◆ DOCUMENT EXCERPT ◆

▬▬▬▬▬▬▬▬▬▬

That Monday started out like any other day. My daughter and I ran out to run a few errands for an hour. I was sipping on my green iced tea from Starbucks. I thought about sneaking over to buy that cute scarf I had been eyeing at Loehmanns. But then I came home.
It took a minute to process the empty space where our TV used to sit and the broken pieces of my side door sitting on the floor. And as I grabbed my daughter by the hand and ran back into the garage and into the safety of my car, I just couldn’t get over the fact that we had been robbed. That shit only happened to other people, right?
Later, as we walked through and took inventory of our house, I mentally took an inventory of my feelings. Knowing that someone had been watching, waiting for us to leave left me speechless. The fact that they had taken my beloved Macbook and every piece of jewelry that I owned besides the wedding ring I had been wearing seemed like a side note. Because in reality, they had taken so much more.
They had stolen my sense of well-being in a neighborhood I had felt safe in for years. There were a ton of things I could have done to make their job so much harder. But my misguided belief that those types of things didn’t happen in my community basically handed them my belongings on a silver platter.
After that day, the world looked a little different. The dark corners seemed a bit scarier, the noises that went bump in the night felt a bit louder. It reminded me of the time right after I had my daughter, when all the many things in the world I had to protect her from overwhelmed and terrified me. I felt pangs of that same fear now.
But like with all bad things that happen, a silver lining appears if you’re willing to look for it. Like the fact that I’m highly allergic to almost all of my jewelry and wasn’t able to wear it anyway. And after the break-in, the hubs gave the green light on getting a big ass dog, something I had been begging for. (Although this wasn’t how I planned to get my way! I swear!)
And from the moment we found Sasha at the shelter and brought her home, we were in love with her. And we thought she loved us too.
Until that bitch ran away.
She ran past me like a bolt of lightning when I opened the door and took off immediately to the busiest road (of course!), where one step off the sidewak would turn her into doggy kibble.

▬▬▬▬▬▬▬▬▬▬

◆ INFORMATION SHOWN ◆
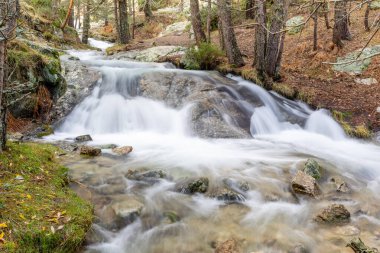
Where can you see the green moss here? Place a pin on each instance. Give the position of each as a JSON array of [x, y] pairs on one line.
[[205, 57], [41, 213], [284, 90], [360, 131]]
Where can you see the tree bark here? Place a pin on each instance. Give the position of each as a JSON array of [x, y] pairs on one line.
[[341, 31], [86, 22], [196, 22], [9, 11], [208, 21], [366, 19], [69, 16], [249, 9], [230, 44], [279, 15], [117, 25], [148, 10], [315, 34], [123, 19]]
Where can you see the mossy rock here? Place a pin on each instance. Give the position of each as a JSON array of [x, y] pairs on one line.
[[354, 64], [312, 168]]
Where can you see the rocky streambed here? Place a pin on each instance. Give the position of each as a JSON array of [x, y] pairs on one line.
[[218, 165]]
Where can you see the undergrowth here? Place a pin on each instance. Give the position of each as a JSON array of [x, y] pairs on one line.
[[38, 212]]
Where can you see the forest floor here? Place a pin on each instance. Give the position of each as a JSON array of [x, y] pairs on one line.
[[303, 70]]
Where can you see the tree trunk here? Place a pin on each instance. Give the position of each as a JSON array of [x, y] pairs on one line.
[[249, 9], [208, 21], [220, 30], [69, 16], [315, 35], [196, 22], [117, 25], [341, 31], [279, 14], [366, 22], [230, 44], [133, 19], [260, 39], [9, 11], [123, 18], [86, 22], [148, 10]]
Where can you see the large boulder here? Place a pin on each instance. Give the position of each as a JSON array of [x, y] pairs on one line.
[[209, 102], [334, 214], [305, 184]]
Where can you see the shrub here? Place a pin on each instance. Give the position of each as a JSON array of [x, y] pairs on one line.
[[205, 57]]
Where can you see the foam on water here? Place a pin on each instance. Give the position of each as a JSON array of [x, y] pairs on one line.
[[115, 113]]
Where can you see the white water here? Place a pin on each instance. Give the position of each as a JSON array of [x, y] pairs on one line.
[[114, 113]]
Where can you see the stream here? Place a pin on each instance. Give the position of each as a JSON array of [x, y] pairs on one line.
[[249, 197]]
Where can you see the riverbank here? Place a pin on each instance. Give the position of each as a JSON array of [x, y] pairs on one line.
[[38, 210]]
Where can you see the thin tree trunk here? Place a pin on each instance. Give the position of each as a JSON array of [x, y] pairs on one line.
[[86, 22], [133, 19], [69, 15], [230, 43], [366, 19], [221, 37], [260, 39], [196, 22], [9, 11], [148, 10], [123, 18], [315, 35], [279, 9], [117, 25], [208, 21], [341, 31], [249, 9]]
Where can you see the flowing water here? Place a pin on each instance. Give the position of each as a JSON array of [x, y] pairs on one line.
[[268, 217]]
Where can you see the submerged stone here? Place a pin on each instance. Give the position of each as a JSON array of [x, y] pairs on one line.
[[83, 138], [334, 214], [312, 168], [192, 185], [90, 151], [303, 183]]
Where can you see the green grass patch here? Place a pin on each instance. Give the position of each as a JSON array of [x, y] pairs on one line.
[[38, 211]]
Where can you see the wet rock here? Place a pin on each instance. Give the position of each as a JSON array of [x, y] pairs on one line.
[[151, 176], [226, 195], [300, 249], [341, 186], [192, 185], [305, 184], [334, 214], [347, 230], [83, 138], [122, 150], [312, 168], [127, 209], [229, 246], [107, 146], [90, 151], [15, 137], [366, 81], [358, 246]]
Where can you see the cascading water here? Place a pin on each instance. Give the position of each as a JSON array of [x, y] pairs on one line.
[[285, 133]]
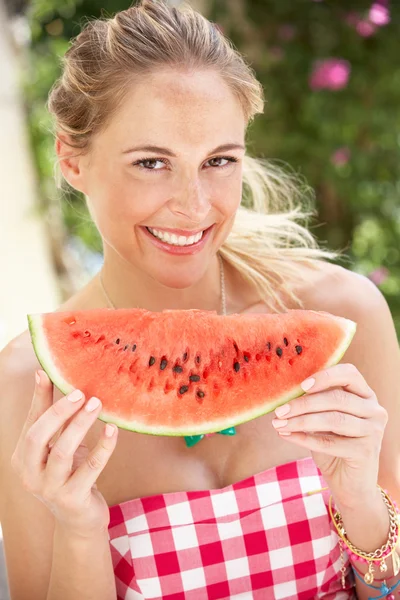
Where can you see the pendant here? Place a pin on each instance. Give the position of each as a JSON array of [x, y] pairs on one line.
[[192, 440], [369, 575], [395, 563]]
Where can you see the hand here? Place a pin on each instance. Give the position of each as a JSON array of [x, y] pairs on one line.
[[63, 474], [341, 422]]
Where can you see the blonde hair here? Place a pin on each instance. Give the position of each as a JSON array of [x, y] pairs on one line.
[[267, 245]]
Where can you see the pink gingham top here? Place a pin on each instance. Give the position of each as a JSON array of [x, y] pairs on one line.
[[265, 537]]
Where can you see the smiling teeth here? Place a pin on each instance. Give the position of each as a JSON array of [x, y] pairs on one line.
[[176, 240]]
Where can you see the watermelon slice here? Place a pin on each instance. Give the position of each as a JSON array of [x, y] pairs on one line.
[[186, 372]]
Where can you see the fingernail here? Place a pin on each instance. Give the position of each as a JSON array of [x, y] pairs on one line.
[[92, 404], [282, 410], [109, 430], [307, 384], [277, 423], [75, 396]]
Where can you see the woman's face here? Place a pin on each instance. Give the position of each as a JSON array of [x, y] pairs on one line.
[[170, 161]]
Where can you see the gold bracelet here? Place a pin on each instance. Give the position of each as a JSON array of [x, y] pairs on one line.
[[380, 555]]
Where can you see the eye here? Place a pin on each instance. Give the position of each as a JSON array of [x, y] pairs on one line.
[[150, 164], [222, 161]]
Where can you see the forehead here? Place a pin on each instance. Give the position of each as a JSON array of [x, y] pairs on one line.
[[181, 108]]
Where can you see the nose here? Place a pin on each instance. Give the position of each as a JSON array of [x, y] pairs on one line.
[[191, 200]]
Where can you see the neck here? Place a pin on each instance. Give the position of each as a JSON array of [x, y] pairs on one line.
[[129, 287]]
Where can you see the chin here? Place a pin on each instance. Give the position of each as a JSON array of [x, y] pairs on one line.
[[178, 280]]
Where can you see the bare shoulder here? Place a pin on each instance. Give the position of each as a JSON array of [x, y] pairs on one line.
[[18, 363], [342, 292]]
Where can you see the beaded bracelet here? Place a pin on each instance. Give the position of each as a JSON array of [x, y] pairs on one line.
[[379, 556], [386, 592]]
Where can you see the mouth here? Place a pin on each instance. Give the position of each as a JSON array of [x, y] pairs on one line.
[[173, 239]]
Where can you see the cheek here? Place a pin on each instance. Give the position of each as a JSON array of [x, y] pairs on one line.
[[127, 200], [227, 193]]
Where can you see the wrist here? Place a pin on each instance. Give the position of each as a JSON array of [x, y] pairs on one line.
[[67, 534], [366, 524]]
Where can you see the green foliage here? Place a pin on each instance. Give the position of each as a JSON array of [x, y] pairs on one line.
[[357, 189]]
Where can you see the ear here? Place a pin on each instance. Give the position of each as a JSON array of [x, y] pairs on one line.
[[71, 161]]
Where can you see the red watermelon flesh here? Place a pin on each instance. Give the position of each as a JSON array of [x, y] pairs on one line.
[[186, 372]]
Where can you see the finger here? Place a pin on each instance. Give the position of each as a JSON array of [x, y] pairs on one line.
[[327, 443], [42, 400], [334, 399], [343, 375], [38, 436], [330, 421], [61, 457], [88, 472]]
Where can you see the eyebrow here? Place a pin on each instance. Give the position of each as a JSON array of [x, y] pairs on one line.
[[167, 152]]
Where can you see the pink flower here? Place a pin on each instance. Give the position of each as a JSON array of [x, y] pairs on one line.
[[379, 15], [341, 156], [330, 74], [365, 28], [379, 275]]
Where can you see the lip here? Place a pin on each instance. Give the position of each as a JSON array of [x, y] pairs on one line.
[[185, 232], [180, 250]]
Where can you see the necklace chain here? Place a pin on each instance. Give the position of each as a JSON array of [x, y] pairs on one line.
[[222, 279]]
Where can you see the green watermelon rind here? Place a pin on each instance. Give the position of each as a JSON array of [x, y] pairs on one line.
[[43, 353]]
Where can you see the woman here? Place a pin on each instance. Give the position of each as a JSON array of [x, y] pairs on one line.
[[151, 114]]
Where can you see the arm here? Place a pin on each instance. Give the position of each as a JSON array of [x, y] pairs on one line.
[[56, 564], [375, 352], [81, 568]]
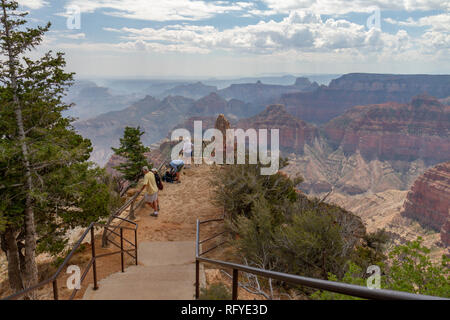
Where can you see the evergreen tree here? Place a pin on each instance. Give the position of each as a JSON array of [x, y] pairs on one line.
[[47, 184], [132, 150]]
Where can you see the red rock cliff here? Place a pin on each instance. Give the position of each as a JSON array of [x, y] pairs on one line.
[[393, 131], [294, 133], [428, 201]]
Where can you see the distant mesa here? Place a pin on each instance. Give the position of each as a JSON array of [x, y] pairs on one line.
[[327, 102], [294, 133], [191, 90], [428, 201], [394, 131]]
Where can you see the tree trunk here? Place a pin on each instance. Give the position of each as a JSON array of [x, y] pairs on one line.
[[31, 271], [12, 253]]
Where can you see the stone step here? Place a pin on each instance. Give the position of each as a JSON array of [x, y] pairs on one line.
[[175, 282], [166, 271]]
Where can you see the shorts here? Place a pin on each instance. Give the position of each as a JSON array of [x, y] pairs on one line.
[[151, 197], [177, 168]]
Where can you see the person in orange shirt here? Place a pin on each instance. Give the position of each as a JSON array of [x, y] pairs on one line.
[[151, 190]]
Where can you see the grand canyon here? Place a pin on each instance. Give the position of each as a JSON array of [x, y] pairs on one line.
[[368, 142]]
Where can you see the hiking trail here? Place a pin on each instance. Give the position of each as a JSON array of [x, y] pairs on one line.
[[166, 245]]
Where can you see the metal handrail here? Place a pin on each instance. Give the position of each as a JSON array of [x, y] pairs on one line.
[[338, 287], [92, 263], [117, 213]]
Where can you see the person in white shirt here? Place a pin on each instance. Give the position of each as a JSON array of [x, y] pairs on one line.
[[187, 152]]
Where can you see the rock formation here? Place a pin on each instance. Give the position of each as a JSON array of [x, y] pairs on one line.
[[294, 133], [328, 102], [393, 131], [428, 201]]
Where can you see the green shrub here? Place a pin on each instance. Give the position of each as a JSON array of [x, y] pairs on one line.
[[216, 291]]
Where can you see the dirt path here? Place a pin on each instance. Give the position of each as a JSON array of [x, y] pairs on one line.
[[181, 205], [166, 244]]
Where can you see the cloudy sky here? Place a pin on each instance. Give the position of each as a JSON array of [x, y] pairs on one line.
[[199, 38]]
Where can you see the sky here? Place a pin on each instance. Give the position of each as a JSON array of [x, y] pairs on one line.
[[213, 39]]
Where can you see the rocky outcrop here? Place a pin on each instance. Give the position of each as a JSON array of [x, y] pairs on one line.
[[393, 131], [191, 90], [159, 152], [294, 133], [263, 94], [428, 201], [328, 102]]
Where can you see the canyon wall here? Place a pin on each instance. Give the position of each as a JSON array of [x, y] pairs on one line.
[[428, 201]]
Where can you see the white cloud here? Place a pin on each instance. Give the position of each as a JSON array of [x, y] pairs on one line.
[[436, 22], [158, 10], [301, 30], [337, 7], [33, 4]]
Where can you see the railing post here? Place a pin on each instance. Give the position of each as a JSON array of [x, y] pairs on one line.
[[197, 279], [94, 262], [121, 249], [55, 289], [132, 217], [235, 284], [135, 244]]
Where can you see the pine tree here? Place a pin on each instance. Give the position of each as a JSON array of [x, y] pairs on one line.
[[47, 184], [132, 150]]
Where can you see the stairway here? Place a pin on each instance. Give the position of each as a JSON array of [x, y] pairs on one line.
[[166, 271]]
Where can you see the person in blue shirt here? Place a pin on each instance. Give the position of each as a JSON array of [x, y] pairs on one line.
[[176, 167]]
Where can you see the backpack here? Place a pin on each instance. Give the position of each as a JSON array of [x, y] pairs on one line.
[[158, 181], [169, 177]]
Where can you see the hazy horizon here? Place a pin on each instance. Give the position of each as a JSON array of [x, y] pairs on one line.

▬▬▬▬▬▬▬▬▬▬

◆ WHAT THE TASK ASKS ◆
Reproduce the passage of the break-in story between "And from the" and "into doggy kibble.", inclusive. The items have no connection to the break-in story.

◆ EXERCISE OUTPUT ◆
And from the moment we found Sasha at the shelter and brought her home, we were in love with her. And we thought she loved us too.
Until that bitch ran away.
She ran past me like a bolt of lightning when I opened the door and took off immediately to the busiest road (of course!), where one step off the sidewak would turn her into doggy kibble.